**Aim of the exercise:** From the data below, return each line in which the string "bracelet" is found.

**Data section:**
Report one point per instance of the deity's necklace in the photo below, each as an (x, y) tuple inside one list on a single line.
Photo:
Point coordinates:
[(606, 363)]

* * *

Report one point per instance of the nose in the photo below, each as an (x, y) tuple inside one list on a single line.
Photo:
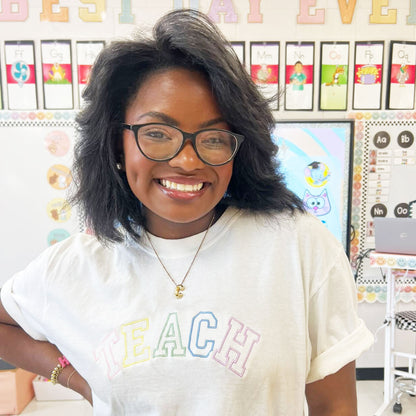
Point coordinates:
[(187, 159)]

==

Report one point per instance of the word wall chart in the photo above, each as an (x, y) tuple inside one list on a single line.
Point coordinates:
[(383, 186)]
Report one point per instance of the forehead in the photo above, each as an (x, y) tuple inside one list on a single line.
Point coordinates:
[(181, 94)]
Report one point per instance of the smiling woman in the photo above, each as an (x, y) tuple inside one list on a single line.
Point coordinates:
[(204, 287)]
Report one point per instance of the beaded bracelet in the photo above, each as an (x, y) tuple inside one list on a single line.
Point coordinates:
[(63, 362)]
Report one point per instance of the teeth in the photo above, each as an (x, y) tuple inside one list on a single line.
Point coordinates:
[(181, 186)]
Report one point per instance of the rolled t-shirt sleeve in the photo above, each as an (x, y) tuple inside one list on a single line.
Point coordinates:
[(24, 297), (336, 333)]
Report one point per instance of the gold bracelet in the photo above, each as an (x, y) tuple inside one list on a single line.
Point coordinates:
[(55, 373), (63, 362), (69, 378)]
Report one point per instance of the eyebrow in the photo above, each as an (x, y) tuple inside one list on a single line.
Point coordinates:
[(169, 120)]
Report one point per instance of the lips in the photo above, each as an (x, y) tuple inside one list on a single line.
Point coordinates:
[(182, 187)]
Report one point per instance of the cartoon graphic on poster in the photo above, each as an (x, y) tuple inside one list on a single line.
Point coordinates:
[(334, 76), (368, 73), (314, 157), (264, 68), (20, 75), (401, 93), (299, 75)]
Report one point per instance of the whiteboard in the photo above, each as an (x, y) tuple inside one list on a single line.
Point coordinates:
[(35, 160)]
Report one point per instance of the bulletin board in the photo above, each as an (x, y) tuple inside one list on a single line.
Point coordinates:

**Expected answer:**
Report one point per instance of the beaded bracelet in the photo above, each as an (x, y) tuple inside one list on a single line.
Report one point per instance of the gold bracelet in the photo above, each as an (x, y) tuple inside one list on a single line.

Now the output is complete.